WHAT TO WORK ON: Find the string "audience" in the records and copy each line where it occurs.

DATASET:
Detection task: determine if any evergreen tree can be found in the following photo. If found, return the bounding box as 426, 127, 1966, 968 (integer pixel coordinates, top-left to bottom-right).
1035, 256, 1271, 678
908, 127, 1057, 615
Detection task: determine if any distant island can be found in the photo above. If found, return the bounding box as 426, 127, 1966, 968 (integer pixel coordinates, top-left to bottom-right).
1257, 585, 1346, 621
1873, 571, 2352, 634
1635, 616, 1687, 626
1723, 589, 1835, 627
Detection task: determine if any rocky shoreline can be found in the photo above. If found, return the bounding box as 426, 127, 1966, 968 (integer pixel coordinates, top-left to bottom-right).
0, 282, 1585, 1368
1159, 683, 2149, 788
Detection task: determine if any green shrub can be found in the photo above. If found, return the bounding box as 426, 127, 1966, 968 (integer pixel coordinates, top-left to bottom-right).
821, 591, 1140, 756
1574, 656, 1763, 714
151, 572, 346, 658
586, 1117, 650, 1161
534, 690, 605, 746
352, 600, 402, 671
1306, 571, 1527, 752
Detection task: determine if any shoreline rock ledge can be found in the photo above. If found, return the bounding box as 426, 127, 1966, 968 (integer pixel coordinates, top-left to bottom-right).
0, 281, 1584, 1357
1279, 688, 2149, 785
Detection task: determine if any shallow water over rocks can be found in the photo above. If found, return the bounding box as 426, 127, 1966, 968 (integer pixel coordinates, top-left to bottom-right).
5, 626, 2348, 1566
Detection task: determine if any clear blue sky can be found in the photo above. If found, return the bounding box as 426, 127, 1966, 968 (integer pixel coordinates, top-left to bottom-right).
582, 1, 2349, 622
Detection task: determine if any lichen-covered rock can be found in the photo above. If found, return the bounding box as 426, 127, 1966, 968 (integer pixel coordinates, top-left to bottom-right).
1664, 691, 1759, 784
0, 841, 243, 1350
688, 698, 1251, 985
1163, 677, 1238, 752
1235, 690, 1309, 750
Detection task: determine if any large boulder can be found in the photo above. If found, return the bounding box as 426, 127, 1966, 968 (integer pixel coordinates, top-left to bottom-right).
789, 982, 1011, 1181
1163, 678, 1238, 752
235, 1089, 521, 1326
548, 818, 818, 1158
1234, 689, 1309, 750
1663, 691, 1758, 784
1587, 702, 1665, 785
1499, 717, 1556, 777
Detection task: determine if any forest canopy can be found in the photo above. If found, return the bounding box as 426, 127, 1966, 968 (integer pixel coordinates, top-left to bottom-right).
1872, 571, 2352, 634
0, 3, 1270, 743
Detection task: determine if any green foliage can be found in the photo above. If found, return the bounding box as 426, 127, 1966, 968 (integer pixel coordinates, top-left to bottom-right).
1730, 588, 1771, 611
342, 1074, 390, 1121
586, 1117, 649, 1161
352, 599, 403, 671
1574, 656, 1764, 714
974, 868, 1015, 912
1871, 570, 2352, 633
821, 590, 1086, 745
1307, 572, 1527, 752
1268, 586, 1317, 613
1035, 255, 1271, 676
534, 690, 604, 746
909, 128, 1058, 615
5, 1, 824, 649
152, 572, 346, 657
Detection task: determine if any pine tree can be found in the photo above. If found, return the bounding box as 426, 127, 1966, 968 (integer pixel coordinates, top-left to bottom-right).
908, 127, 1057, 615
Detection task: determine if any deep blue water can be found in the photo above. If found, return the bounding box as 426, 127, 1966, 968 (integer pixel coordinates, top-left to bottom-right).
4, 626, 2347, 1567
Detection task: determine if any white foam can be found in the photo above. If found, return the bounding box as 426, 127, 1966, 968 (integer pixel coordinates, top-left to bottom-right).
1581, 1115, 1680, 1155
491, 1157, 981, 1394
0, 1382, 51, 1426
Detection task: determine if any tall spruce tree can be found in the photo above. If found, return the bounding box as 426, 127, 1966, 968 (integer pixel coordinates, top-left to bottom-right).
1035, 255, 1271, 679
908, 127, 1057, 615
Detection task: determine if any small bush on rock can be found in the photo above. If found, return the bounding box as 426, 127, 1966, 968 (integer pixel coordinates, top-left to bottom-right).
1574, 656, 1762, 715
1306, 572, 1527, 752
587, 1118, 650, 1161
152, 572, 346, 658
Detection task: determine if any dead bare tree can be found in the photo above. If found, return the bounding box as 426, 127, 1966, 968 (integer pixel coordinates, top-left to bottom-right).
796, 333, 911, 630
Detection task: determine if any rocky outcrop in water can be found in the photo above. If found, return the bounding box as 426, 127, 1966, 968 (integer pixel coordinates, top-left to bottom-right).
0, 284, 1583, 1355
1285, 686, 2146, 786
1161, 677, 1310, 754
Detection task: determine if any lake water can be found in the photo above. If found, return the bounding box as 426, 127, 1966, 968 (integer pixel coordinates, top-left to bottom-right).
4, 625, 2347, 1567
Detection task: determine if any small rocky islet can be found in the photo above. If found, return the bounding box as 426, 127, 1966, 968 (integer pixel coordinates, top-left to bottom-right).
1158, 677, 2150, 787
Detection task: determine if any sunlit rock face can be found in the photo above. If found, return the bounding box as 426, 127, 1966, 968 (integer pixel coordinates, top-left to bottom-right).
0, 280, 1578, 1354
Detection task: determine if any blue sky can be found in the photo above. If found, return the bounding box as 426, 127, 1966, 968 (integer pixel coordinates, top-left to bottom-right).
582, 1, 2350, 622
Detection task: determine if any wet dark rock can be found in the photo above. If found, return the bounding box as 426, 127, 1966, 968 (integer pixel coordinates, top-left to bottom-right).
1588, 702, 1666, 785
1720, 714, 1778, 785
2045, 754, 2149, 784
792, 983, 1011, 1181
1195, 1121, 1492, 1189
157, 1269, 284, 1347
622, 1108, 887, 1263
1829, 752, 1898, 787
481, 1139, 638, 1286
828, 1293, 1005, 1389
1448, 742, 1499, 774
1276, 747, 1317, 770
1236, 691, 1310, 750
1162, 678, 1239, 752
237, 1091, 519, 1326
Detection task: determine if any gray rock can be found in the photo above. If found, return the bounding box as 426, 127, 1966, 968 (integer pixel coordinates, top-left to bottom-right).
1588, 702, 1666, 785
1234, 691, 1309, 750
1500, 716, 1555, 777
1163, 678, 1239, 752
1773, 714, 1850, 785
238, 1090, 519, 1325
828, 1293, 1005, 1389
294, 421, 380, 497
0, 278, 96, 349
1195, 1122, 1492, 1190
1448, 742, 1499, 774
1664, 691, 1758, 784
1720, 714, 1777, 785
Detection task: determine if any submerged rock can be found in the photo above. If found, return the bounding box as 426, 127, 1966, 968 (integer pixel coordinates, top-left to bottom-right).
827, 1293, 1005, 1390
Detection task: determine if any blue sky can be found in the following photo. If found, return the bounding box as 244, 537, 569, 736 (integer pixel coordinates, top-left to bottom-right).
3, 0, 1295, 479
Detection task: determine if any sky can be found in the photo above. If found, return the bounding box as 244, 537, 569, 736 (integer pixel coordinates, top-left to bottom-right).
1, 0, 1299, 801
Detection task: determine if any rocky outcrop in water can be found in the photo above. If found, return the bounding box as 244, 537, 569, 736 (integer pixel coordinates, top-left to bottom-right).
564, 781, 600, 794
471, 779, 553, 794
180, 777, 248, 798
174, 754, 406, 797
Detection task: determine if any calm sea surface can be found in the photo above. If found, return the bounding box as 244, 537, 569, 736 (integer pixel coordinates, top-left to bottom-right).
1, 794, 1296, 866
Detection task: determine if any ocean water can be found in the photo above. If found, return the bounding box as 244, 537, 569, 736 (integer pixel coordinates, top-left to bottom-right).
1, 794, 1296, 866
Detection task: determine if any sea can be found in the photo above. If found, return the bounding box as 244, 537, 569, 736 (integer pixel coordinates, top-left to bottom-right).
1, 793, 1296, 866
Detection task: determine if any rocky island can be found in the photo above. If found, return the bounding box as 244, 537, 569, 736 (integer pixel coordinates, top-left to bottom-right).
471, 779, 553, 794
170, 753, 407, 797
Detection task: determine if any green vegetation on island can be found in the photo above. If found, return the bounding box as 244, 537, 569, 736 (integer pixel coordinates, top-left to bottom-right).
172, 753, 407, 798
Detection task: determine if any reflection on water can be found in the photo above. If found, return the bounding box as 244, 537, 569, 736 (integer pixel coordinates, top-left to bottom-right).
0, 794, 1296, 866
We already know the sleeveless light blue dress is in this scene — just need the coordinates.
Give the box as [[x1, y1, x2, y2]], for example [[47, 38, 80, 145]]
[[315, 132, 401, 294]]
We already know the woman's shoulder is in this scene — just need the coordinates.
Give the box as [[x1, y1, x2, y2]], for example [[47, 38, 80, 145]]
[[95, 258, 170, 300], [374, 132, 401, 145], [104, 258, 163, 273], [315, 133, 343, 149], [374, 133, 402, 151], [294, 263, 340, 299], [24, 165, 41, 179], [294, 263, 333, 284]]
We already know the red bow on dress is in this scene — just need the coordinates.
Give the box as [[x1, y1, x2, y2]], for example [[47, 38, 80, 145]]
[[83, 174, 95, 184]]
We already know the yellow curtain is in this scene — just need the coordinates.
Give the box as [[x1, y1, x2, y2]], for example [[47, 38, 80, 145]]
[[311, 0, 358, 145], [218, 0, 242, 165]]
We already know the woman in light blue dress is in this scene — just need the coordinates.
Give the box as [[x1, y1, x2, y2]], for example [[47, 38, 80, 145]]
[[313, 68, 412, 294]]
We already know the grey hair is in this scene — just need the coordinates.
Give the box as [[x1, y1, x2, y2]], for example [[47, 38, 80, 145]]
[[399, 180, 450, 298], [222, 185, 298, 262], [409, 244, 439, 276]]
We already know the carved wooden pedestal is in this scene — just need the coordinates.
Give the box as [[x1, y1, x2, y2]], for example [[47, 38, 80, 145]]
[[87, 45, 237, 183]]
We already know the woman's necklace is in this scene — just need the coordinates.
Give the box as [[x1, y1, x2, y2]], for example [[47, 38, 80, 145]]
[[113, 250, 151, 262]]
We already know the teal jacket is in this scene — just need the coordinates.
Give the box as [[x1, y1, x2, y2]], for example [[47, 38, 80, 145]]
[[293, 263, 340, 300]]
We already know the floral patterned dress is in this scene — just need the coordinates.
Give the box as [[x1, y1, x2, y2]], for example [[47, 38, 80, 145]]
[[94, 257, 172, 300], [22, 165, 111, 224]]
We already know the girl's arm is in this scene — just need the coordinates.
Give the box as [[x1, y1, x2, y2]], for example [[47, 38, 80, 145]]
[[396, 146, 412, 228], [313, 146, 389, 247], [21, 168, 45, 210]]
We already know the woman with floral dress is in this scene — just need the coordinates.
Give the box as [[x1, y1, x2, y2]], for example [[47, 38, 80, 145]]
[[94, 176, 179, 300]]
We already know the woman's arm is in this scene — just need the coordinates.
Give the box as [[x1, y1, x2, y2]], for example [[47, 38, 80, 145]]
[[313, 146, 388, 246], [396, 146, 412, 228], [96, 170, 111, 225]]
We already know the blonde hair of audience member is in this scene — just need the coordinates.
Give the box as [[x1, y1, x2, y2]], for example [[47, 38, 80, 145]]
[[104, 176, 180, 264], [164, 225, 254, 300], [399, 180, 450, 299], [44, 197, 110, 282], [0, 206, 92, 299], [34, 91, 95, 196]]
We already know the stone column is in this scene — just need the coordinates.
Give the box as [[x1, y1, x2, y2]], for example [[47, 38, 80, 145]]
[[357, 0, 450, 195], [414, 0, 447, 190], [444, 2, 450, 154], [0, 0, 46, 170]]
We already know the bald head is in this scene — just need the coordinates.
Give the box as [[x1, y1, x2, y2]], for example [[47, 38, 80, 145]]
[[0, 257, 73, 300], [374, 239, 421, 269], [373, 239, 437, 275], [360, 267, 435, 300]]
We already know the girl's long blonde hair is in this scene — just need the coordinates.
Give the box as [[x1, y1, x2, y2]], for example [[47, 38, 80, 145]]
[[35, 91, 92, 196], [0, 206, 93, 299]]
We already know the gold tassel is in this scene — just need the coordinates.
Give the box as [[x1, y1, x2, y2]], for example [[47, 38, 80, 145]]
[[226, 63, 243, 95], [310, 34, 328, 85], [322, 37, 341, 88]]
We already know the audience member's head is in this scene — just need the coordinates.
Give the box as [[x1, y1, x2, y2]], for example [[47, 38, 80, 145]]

THE COMPLETED TASK:
We already know the blonde hair of audience member is in this scene — just need the coordinates.
We already know the audience member's head is in this scene — just need the coordinates.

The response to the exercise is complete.